__Given data__
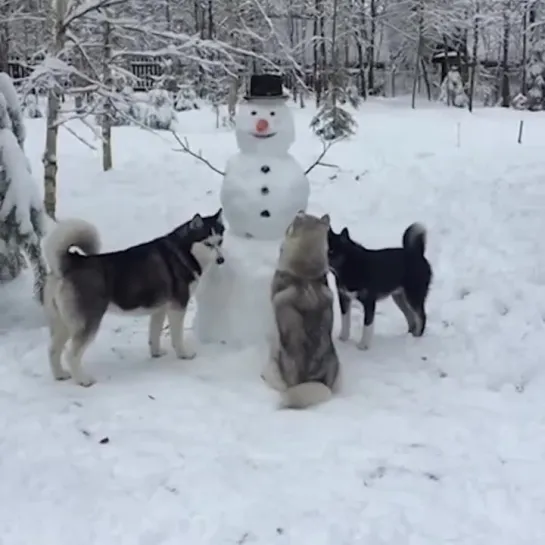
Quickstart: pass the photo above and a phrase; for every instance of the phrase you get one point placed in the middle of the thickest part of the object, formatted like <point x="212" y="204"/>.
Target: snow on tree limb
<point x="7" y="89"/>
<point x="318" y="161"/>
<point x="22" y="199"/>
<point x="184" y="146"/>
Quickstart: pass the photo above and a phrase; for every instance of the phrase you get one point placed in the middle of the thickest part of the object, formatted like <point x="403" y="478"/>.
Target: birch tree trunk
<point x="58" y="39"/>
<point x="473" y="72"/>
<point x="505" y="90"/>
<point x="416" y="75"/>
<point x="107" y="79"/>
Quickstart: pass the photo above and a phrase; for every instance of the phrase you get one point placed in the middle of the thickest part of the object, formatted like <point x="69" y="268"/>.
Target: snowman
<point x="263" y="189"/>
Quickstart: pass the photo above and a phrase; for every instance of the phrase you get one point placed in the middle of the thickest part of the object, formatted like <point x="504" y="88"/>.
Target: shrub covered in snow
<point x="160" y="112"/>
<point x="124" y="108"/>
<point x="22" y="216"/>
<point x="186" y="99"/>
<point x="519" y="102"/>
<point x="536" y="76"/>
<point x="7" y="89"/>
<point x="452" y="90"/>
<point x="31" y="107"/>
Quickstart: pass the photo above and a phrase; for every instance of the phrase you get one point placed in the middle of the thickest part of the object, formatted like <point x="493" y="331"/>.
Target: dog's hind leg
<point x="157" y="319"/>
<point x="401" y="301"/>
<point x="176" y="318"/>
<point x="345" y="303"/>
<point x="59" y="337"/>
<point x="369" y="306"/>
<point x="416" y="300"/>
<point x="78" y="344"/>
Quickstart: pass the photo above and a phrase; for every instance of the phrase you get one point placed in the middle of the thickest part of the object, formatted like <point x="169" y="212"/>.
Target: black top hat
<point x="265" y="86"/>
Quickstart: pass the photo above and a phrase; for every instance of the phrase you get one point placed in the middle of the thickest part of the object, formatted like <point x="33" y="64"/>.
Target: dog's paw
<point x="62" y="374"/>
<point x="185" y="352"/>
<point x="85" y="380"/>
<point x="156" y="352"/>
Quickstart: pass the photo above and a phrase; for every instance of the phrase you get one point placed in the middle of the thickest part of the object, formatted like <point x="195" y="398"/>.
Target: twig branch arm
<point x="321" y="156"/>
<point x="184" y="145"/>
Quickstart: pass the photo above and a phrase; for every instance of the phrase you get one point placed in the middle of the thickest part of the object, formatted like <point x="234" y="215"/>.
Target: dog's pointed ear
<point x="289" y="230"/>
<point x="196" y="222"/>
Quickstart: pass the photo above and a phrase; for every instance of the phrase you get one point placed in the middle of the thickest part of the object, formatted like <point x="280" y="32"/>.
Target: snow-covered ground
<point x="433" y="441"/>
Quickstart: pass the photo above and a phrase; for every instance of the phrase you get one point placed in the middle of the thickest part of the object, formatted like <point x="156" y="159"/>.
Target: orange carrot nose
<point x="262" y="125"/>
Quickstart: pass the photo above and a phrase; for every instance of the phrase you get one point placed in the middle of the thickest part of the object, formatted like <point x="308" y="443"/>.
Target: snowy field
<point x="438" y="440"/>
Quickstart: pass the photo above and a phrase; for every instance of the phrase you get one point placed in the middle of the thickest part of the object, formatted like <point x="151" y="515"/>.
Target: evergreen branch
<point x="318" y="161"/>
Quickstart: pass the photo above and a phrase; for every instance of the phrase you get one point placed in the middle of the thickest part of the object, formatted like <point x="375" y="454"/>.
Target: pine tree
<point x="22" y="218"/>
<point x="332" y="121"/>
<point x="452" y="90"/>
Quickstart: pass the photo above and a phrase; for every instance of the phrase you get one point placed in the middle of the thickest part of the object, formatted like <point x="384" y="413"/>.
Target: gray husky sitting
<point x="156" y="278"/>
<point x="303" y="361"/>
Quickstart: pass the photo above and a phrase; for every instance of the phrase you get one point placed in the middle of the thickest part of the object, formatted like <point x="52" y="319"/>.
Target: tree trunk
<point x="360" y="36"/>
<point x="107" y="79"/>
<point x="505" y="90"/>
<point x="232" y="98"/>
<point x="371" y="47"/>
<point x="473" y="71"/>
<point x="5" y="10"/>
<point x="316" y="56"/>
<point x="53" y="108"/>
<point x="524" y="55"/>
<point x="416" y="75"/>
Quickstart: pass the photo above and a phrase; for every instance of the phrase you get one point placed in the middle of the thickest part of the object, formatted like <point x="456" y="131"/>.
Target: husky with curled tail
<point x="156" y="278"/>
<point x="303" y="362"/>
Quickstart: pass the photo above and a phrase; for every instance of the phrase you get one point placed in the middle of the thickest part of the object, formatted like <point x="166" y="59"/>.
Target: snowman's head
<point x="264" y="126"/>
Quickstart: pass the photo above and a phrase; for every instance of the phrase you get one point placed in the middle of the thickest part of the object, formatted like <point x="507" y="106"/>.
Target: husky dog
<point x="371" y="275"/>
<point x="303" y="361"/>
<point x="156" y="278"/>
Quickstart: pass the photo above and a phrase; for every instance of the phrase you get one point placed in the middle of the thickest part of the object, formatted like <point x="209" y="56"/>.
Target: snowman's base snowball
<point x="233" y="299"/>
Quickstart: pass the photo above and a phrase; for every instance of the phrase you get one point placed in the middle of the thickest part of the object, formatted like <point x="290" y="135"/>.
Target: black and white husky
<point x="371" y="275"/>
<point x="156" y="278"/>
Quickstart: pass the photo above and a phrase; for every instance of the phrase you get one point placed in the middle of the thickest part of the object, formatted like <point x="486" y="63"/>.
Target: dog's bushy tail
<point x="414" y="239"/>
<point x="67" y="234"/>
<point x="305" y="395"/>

--

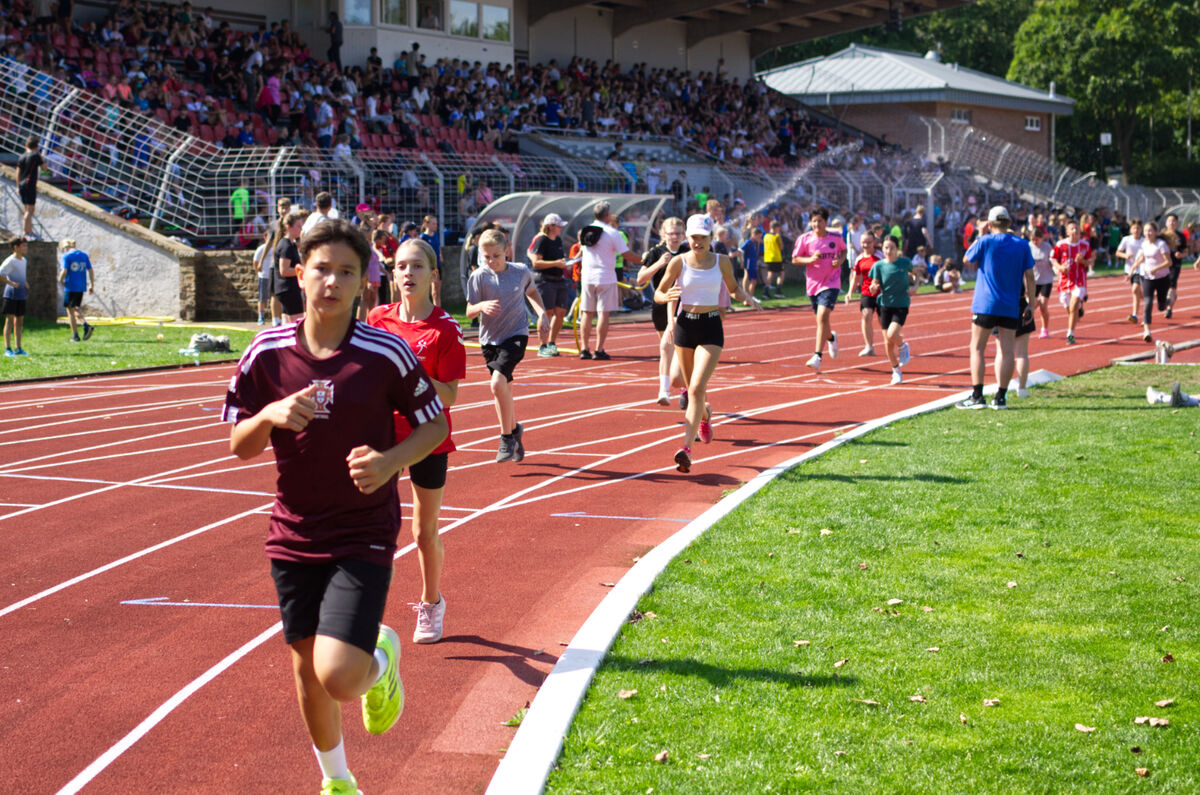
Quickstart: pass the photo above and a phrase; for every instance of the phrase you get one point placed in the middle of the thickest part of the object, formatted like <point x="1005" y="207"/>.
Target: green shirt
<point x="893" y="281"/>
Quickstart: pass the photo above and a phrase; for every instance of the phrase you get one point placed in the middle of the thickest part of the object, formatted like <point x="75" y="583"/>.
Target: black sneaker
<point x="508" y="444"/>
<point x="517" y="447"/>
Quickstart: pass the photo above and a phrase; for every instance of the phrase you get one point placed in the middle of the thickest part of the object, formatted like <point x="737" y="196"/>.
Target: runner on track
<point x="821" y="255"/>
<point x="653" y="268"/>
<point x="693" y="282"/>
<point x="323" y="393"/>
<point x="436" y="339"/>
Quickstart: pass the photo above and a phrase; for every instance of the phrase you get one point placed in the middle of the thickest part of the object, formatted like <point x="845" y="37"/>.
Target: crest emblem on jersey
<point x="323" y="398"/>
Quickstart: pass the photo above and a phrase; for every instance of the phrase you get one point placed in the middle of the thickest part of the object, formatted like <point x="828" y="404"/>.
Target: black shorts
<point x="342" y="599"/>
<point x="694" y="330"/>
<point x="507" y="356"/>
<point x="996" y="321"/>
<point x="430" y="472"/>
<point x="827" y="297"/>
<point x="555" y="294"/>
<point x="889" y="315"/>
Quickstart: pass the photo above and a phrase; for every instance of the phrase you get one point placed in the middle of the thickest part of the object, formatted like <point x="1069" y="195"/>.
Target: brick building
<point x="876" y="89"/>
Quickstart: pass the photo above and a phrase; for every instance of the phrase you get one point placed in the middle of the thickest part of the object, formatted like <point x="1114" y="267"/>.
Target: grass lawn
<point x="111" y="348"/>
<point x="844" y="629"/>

__To be done__
Which lines in the items above contain the string "tail"? Gather each of those lines in full, and treat uppercase and lowercase letters as different.

__Task output__
Target: husky with curled tail
Target: dog's bushy tail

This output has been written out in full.